━━━ Entries shown ━━━

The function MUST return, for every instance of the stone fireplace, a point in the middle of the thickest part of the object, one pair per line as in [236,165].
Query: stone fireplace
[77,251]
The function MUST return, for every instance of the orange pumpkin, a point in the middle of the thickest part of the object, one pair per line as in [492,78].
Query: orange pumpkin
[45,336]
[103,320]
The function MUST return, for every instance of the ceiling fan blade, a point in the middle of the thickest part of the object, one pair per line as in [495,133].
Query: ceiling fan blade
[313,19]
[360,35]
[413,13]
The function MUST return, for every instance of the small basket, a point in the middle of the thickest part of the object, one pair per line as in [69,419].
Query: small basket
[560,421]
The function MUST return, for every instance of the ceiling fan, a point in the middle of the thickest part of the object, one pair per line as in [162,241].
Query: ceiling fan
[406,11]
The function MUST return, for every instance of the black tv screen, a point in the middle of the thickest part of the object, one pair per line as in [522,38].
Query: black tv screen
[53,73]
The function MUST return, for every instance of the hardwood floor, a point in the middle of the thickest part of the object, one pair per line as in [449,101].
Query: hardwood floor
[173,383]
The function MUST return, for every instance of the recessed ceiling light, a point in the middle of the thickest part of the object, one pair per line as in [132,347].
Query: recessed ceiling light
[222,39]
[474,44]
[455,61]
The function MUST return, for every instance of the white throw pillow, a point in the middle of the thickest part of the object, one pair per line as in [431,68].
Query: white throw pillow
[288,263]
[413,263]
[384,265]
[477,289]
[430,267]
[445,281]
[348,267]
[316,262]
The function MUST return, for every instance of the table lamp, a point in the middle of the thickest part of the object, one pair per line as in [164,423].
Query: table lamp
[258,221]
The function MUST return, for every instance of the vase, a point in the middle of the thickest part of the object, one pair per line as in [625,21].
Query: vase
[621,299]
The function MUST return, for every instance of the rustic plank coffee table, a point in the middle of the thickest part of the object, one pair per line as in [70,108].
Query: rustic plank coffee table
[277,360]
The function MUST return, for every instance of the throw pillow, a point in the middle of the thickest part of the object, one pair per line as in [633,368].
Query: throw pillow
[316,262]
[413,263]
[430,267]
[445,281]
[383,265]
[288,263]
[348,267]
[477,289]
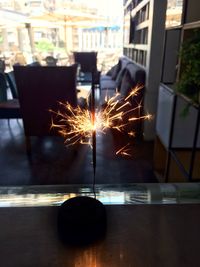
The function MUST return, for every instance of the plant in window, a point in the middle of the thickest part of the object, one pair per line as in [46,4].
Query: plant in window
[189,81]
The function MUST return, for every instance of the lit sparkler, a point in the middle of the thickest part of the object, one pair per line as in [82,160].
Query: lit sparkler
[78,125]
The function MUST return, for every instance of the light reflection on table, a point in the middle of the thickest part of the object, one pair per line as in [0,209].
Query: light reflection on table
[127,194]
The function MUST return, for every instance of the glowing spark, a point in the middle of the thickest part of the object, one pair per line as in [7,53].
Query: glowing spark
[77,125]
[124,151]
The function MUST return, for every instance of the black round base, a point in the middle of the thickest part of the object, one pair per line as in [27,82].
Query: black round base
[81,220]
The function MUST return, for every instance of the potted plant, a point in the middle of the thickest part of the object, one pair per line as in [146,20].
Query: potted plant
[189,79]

━━━
━━━ Entries shown ━━━

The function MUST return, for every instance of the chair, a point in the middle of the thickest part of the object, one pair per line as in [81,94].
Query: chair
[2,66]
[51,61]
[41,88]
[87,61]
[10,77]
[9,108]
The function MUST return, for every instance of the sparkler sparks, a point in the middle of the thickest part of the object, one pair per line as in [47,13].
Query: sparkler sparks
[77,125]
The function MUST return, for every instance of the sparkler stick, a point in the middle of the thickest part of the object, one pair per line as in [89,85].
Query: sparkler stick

━━━

Task objective:
Which lines of the records contain the word "stone"? Copy each of those lines.

Result for this task:
The function MUST return, for every instance of the stone fireplace, a point in the middle of the thickest part of the object, one pair per line as in [236,165].
Query: stone fireplace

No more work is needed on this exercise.